(Excerpts from pointing data)
[Start]

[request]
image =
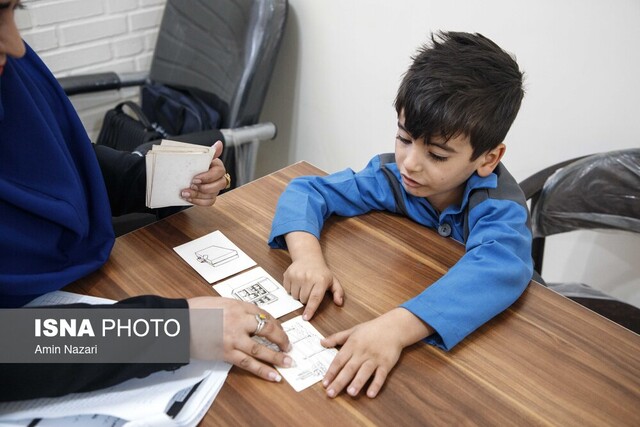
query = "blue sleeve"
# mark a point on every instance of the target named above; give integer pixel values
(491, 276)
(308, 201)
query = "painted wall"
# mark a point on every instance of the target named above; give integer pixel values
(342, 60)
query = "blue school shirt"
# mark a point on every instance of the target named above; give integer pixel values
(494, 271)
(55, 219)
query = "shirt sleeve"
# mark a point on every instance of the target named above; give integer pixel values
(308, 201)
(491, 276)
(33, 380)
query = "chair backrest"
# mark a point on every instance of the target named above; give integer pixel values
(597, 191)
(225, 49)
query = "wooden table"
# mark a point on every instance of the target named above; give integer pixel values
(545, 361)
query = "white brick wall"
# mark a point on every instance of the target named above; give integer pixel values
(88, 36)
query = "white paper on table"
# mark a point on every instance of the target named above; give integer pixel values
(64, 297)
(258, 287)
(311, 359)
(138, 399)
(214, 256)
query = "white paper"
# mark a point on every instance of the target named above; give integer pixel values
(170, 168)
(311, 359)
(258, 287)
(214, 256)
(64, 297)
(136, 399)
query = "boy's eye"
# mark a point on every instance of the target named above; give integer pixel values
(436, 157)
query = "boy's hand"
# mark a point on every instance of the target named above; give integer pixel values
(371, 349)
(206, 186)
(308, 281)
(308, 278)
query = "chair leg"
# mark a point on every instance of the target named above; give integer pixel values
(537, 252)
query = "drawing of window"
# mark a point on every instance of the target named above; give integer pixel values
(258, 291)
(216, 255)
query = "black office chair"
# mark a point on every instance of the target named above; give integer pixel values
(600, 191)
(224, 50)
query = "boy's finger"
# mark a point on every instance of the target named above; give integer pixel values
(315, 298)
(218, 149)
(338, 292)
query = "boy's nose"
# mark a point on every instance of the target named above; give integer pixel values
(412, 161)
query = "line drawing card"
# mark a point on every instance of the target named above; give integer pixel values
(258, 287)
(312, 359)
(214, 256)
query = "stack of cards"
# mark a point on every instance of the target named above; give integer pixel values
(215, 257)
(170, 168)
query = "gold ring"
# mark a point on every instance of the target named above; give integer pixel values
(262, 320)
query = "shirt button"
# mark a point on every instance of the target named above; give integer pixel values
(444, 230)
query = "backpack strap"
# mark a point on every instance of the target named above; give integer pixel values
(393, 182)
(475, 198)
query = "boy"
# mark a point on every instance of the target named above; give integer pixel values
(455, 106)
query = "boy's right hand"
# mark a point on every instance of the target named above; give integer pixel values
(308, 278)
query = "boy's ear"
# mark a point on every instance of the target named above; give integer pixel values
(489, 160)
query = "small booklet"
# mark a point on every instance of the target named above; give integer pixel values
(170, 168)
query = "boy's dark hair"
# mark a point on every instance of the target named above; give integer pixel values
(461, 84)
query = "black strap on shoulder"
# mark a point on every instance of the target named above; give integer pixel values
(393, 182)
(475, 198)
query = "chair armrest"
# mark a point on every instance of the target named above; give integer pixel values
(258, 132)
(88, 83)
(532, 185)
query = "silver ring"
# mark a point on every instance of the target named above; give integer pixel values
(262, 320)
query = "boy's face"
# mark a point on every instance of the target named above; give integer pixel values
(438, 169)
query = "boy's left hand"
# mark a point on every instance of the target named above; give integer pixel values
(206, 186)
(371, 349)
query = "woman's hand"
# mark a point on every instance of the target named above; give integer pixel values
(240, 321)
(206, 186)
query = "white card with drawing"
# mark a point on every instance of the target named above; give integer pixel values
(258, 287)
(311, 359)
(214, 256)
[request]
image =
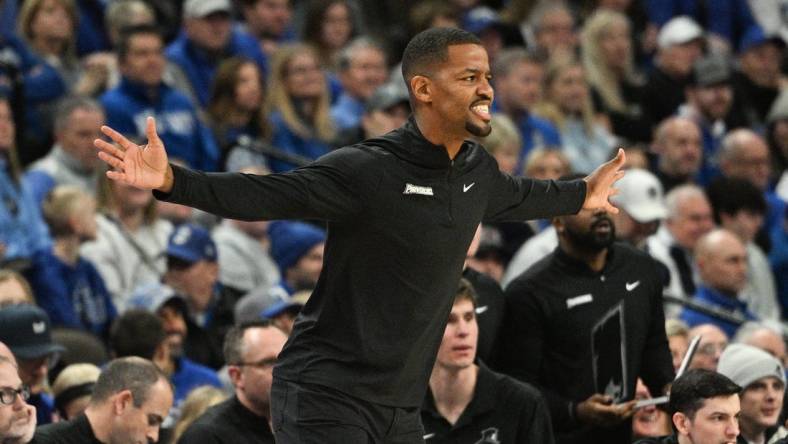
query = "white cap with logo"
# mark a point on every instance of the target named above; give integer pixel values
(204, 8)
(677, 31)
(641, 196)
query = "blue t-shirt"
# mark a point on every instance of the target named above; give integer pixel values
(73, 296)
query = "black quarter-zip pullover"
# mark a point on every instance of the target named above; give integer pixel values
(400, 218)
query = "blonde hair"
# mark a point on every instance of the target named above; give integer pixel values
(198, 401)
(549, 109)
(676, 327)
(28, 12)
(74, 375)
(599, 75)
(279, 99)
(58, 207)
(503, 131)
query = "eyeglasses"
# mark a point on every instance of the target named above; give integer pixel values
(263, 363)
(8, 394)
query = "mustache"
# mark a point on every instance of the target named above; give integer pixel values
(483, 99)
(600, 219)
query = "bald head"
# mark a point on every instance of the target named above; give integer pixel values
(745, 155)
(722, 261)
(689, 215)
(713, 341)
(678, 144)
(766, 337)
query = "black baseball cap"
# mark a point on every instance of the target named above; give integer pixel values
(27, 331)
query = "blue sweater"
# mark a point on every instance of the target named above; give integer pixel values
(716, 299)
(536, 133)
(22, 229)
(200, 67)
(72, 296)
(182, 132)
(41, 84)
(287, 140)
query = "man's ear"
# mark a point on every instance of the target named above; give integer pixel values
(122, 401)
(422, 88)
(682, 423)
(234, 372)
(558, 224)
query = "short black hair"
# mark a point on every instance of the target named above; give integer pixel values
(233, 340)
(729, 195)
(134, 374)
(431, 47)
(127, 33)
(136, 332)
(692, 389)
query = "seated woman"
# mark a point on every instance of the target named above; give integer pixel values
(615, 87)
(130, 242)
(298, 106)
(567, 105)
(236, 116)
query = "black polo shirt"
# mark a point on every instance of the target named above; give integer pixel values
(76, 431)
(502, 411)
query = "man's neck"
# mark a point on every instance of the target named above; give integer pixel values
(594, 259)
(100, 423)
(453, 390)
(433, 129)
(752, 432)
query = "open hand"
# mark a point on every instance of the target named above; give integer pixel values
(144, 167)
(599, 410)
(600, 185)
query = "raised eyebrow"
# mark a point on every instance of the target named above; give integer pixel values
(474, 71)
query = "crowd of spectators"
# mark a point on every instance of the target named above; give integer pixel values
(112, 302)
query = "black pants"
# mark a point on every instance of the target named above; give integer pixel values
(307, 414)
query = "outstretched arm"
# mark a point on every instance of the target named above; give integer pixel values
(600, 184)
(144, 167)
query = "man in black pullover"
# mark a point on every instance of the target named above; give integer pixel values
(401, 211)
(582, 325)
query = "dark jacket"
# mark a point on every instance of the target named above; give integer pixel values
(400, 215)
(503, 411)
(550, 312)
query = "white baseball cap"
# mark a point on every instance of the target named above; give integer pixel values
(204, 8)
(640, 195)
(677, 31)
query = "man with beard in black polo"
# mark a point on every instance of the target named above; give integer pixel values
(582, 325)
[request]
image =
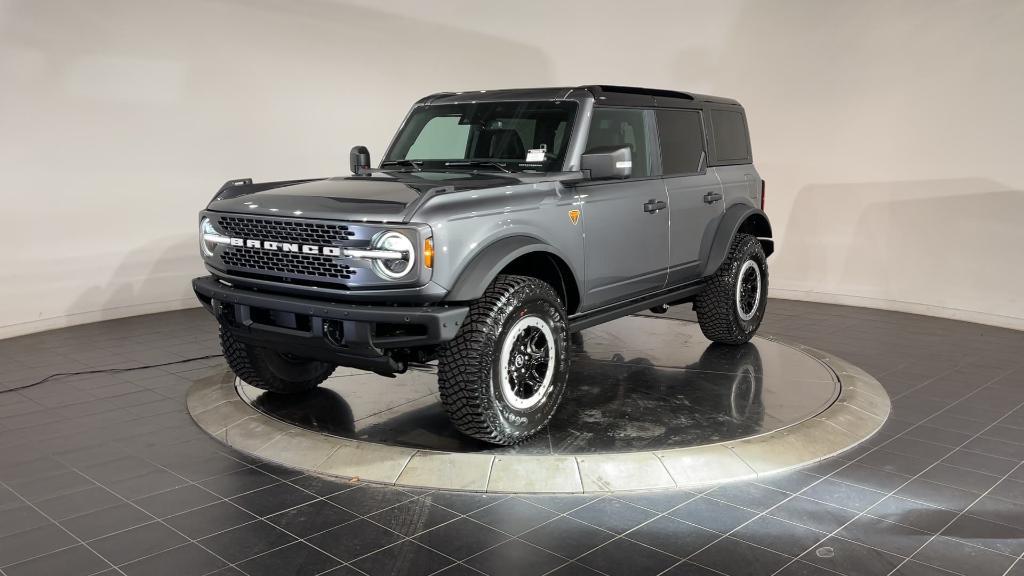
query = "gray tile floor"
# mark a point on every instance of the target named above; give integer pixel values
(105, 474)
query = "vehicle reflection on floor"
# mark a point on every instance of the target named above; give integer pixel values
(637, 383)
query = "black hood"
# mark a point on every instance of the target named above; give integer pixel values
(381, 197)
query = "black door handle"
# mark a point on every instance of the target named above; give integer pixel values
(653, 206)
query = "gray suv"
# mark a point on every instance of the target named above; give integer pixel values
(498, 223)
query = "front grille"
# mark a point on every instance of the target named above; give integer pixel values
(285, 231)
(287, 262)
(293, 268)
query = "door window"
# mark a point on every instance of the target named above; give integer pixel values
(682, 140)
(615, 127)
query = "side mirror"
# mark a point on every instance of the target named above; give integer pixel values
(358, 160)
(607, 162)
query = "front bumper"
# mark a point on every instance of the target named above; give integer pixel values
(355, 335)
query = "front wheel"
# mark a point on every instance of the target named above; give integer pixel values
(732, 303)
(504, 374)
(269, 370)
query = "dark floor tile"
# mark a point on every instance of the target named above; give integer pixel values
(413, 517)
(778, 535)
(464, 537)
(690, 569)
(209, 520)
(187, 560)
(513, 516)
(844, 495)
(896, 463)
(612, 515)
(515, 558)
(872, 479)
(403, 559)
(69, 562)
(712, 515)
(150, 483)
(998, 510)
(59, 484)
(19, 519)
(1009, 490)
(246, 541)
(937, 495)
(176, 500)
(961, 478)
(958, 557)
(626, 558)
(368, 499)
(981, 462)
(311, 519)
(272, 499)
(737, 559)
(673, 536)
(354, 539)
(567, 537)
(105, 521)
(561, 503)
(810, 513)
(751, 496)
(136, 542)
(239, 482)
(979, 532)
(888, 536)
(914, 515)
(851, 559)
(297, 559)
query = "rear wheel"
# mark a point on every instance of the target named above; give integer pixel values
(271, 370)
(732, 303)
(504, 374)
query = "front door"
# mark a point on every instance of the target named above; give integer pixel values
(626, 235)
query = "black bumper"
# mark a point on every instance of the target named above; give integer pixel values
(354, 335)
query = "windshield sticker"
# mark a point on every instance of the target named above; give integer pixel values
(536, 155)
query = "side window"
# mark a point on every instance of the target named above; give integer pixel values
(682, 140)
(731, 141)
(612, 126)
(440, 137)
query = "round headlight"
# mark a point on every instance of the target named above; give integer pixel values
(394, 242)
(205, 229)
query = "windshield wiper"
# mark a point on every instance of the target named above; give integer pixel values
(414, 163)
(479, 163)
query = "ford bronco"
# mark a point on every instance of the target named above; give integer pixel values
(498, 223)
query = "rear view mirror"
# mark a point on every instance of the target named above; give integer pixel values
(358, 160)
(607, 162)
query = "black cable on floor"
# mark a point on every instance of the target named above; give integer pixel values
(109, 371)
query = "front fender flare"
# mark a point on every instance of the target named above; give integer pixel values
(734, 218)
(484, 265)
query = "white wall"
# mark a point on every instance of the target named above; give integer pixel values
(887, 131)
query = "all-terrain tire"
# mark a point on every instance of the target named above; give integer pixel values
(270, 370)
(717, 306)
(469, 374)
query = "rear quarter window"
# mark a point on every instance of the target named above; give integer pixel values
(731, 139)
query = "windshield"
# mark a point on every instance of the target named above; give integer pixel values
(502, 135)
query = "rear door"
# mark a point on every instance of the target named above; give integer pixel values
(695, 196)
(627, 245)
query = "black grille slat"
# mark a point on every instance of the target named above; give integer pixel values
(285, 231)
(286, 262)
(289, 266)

[End]

◆ **INSTRUCTIONS FOR THE TASK**: Report, in full, every line of the data above that contains the string "tile".

◆ **RESULT FOR THIS TASK**:
query = "gray tile floor"
query = "dark floor tile"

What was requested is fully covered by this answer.